■ THINGS TO DO:
**a.** List each abbreviation that the lightning sensor text below spells out in full, with its full form.
**b.** In the lightning sensor text below, on what date does the LIS (ISS) data record start?
**c.** Continue the text below about the space station lightning sensor, starting after its last sentence.

■ TEXT SHOWN:
☆ ☆ ☆ ☆

A lightning flash is an amazing force of nature. Along with contributing to more than 24,000 fires each year leading to about $407 million in damages, these electrical discharges can heat the air they pass through to temperatures as high as 50,000 degrees Fahrenheit, according to the National Weather Service - that’s about five times hotter than the surface of the sun. Knowing where and when lightning is occurring and being able to track the movement of severe storms with intense lightning, especially over oceans and other remote areas, is vital for protecting lives and property.
Provisional near real-time (NRT) and non-quality-controlled (NQC) standard data products from a new Lightning Imaging Sensor (LIS) installed aboard the International Space Station (ISS) in late February 2017 are now available through NASA’s Global Hydrometeorology Resource Center Distributed Active Archive Center (GHRC DAAC) and Land, Atmosphere Near real-time Capability for EOS (LANCE) system. These data are available in both HDF-4 and netCDF-4 formats; the LIS (ISS) data record starts on March 1, 2017.

☆ ☆ ☆ ☆

■ LISTING:
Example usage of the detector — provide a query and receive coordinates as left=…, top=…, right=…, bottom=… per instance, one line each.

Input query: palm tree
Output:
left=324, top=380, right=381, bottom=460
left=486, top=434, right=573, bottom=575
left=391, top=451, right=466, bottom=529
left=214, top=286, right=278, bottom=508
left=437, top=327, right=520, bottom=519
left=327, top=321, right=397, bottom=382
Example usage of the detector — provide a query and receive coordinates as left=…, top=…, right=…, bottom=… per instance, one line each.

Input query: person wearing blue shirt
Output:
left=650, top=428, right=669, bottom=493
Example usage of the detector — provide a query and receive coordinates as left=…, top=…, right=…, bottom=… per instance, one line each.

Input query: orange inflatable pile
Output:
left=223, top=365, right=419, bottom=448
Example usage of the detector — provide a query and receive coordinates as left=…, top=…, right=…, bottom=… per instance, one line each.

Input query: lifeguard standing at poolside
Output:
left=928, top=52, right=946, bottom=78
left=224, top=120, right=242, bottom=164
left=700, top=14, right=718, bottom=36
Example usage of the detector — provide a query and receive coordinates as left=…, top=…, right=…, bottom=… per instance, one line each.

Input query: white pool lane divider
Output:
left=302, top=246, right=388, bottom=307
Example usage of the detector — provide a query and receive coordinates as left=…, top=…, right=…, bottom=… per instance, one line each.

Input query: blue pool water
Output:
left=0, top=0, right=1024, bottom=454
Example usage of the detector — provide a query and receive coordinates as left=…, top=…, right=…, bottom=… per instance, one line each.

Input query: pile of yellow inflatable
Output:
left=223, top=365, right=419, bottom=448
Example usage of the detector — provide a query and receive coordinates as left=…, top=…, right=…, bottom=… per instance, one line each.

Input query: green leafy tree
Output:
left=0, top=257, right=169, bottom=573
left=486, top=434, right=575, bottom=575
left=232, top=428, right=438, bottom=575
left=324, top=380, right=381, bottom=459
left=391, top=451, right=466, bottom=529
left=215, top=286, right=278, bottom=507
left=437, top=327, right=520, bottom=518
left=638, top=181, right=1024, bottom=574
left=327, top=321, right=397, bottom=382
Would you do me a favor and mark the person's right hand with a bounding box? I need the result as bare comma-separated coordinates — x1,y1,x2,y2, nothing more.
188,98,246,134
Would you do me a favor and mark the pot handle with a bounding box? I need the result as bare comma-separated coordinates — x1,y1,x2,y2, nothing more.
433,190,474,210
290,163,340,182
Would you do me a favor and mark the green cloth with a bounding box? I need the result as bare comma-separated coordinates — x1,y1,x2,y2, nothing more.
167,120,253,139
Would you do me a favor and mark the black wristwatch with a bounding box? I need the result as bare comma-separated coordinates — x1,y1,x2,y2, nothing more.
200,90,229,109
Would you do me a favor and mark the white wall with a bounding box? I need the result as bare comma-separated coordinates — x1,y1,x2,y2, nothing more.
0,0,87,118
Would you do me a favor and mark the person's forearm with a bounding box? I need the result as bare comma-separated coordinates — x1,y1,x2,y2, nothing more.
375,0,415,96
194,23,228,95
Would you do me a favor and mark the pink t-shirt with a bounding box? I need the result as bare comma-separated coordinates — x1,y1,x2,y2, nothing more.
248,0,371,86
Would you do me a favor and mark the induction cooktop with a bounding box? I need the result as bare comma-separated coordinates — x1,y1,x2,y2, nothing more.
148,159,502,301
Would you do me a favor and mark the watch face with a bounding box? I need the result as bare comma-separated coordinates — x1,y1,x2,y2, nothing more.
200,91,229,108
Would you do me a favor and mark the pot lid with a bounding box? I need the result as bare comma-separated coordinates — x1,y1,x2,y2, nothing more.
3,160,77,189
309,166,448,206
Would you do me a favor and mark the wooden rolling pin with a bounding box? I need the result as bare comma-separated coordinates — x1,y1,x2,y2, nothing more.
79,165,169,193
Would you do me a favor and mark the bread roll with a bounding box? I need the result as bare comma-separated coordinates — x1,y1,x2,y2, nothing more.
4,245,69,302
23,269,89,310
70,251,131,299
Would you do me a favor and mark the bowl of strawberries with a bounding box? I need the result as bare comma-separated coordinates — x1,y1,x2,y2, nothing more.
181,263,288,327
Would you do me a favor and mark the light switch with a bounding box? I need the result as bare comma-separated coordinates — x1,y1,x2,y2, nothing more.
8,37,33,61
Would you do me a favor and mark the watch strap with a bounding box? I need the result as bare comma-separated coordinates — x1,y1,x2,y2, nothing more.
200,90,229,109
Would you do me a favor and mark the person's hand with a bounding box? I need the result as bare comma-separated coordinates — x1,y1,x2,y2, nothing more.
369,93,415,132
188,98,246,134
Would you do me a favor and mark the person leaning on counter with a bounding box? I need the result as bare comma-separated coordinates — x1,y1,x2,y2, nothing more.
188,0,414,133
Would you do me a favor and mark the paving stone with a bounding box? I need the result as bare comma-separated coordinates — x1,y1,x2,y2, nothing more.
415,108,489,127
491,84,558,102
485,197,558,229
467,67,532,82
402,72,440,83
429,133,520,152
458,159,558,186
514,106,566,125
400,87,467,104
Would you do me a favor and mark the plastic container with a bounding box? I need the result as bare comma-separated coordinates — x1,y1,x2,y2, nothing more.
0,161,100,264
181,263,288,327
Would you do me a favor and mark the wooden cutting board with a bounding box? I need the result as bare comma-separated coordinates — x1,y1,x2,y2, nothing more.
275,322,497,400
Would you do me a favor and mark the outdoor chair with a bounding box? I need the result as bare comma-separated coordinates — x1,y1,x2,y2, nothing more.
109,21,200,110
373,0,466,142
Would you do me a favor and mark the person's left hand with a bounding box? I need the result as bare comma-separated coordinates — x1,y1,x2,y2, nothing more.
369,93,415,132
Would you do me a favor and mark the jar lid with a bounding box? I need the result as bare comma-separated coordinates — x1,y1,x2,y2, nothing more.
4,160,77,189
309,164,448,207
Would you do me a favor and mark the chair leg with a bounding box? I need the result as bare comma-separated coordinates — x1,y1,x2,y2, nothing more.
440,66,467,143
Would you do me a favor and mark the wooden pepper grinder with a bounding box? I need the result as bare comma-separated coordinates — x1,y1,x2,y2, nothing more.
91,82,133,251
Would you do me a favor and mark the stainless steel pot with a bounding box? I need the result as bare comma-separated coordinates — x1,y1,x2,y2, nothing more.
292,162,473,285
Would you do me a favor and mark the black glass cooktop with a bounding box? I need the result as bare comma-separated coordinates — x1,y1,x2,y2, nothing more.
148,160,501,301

☆ ☆ ☆ ☆

■ RESPONSES FOR EACH TASK:
**a.**
- NRT: near real-time
- NQC: non-quality-controlled
- LIS: Lightning Imaging Sensor
- ISS: International Space Station
- GHRC DAAC: Global Hydrometeorology Resource Center Distributed Active Archive Center
- LANCE: Land, Atmosphere Near real-time Capability for EOS

**b.** March 1, 2017.

**c.**
LIS NRT data are available rapidly after an observation (generally within two minutes), and are an excellent resource for applications requiring low data latency, such as tracking on-going severe storms or tracking lightning over oceans and other data-sparse regions. LIS standard data products, on the other hand, are created daily after all raw observations for the day have been acquired, which means they will be more complete than NRT data. It is important to note that the NQC standard data products have not undergone a review to assure data quality.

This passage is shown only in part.